▶ [WHAT TO WORK ON] Rewrite as a numbered list the lines of the listing below that fall between the line containing "Reviewer note: verify that every instance of the white umbel" and the line containing "column 290, row 175", inclusive, omitting any blank lines.

** START DATASET CONTENT **

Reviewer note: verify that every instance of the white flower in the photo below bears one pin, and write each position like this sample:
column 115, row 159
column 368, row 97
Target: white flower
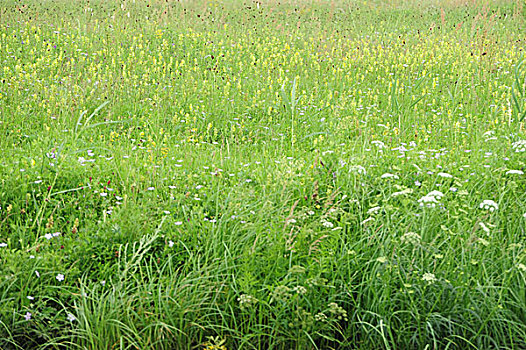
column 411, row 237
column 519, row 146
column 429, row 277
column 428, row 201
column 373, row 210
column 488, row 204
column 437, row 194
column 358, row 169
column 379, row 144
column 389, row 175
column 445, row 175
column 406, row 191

** END DATASET CONTENT **
** START DATASET CONTENT **

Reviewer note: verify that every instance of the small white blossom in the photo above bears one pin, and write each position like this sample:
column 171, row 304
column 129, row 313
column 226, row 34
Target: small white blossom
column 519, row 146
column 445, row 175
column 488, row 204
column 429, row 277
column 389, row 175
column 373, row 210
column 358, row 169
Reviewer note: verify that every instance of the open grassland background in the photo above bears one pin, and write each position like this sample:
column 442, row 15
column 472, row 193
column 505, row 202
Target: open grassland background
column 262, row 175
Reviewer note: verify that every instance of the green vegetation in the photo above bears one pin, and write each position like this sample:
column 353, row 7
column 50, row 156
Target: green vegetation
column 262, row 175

** END DATASET CONTENT **
** START DATASET CONTENT **

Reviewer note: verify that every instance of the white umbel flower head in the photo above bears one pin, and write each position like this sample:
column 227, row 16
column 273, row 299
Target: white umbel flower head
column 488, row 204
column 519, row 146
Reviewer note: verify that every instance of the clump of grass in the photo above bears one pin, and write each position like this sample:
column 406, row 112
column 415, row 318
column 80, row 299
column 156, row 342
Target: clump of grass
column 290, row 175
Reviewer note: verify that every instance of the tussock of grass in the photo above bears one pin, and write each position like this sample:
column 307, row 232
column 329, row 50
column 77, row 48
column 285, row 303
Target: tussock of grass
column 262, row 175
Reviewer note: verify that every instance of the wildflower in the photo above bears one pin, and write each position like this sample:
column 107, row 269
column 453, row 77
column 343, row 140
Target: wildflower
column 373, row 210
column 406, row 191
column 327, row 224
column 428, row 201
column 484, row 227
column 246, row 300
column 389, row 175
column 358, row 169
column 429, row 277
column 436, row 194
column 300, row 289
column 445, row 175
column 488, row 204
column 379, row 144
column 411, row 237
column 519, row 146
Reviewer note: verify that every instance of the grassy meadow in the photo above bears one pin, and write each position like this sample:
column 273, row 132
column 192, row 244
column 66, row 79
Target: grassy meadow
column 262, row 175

** END DATASET CONTENT **

▶ [RESULT FOR THIS EXERCISE]
1. Reviewer note: verify that every instance of the white umbel flower head in the photo above bears one pin, and write each position like this sample:
2. column 227, row 16
3. column 273, row 299
4. Target: white umbel flower head
5. column 488, row 204
6. column 519, row 146
7. Reviewer note: verify that every instance of the clump of grass in the photo above bears one pin, and write each position like this sample:
8. column 406, row 112
9. column 415, row 318
10. column 80, row 299
11. column 156, row 342
12. Target: clump of grass
13. column 290, row 175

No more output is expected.